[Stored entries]
>>>

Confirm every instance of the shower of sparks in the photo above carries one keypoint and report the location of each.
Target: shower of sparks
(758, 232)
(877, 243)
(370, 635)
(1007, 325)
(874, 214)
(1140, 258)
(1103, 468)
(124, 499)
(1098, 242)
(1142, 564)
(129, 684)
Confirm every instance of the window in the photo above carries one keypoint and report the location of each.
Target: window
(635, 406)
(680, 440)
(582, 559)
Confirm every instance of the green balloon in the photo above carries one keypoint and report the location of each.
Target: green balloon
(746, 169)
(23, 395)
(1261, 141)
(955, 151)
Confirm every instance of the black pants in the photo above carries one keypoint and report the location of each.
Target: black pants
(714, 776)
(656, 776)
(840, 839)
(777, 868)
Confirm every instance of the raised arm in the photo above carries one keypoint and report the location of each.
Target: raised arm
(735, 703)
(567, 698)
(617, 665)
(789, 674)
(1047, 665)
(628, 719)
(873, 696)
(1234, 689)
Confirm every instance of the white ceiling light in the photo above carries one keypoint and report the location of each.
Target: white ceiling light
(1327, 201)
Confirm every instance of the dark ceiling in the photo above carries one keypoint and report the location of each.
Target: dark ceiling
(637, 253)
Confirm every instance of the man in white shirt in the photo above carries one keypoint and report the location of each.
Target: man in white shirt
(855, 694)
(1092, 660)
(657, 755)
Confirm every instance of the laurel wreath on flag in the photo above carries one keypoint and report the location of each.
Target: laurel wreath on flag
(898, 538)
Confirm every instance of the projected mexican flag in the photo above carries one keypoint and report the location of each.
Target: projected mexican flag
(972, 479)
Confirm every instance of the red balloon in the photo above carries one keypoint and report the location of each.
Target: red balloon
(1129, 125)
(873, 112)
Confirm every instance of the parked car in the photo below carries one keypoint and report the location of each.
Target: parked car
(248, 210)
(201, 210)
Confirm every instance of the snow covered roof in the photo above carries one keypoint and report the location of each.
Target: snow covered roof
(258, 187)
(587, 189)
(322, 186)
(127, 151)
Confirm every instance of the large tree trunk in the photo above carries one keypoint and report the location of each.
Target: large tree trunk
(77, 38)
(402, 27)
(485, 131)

<<<

## YOUR ASSIGNMENT:
Each record above should be repeated exactly as it appears.

## EXERCISE OUTPUT:
Confirm every instance of the shower of sparks in the photo above carries one keypoint and report the location of each.
Target: shower of sparks
(758, 232)
(877, 243)
(370, 635)
(1007, 325)
(874, 214)
(1140, 258)
(1103, 468)
(124, 499)
(1098, 242)
(1142, 564)
(129, 684)
Confirm every instance of the window in the photo above carries one keypoint and report the location of each.
Target: window
(635, 406)
(680, 440)
(582, 559)
Confirm every instance of the green balloon in the photo above carries one keypoint and report the location of each.
Target: green balloon
(746, 169)
(23, 395)
(1261, 141)
(955, 151)
Confirm every instance of the black pants in the photo above carries one keypoint and report the location of each.
Target: black pants
(714, 776)
(656, 776)
(840, 839)
(777, 868)
Confirm every instance of the raised arm in the photo above carries one keypoint and report the location of each.
Target: raised arm
(735, 703)
(567, 698)
(617, 665)
(789, 674)
(1047, 665)
(628, 719)
(873, 696)
(1234, 689)
Confirm every instance of the white ceiling light in the photo above carries one keypoint and report the location of each.
Target: white ceiling light
(1327, 201)
Confirm every instance of the dark ceiling in the photo above carries one keypoint and report the location of each.
Target: dark ceiling
(637, 253)
Confirm every instance of the man in white shirt in the photo above carries one keypoint and report the location of each.
Target: man in white shirt
(855, 694)
(1092, 660)
(657, 755)
Confirm every instance of the laurel wreath on flag in the photo above carries one keypoint and report the location of each.
Target: laurel wreath on flag
(898, 538)
Confirm every instance of the projected mexican flag in the photo above carries one keypoint and report the location of each.
Target: projected mexican flag
(972, 479)
Confirm every instance of the red balloon in the photo above carries one keypoint and report the location of each.
Target: red balloon
(1129, 125)
(873, 112)
Confirm every instance of the parked car in the photo below carries one keypoint and report the location of each.
Target: parked car
(248, 210)
(201, 210)
Confirm every instance of the snow covered roof in the photo above carries one keypoint and report the location of each.
Target: snow covered roof
(258, 187)
(587, 189)
(322, 186)
(127, 151)
Confirm every instance of the large tree trunk in the photo above carries one keypoint and report the location of each.
Target: large tree trunk
(77, 38)
(402, 27)
(485, 131)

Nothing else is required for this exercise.